*Work to be completed*. Once you reach the line holding "Exercise. Locate the doughnut", write out that line and every later one exactly, ending with the last line of the data; write nothing else.

[Referring expression pointing data]
▬▬▬

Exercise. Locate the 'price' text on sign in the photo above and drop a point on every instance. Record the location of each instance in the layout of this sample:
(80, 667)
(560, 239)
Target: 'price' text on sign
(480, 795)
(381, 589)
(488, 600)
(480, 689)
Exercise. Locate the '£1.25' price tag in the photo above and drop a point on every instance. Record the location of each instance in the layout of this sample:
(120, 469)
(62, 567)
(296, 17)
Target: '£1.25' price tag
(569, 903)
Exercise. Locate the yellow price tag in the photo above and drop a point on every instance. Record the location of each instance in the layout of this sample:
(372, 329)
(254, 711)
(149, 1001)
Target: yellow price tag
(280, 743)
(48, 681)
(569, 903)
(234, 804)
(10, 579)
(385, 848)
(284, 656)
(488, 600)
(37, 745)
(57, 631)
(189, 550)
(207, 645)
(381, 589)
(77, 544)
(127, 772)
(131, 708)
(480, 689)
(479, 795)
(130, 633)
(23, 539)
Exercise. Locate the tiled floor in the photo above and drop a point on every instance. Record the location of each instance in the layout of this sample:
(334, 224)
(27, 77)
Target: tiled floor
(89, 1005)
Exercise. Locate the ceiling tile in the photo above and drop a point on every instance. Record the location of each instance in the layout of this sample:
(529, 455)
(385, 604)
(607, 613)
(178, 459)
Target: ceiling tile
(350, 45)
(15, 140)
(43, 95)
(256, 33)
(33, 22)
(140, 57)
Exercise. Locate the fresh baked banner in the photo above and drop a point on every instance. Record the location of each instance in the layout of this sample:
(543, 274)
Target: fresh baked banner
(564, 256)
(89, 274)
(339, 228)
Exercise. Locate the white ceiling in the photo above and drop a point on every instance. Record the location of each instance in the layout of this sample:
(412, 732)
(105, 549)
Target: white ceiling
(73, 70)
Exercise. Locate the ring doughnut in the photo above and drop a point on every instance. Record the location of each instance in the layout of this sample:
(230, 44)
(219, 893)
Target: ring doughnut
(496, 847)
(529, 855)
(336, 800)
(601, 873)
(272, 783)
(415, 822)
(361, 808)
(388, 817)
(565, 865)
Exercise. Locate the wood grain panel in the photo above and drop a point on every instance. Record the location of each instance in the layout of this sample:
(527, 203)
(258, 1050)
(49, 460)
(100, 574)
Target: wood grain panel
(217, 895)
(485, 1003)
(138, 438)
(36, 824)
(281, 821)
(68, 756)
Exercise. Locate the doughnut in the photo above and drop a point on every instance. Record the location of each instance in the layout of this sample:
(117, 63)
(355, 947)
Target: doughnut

▬▬▬

*Output*.
Exercise. Locate the doughnut in the photo above and drop a point on every instance. Record the location of each instance in the layout of this sample:
(117, 63)
(355, 947)
Target: doughnut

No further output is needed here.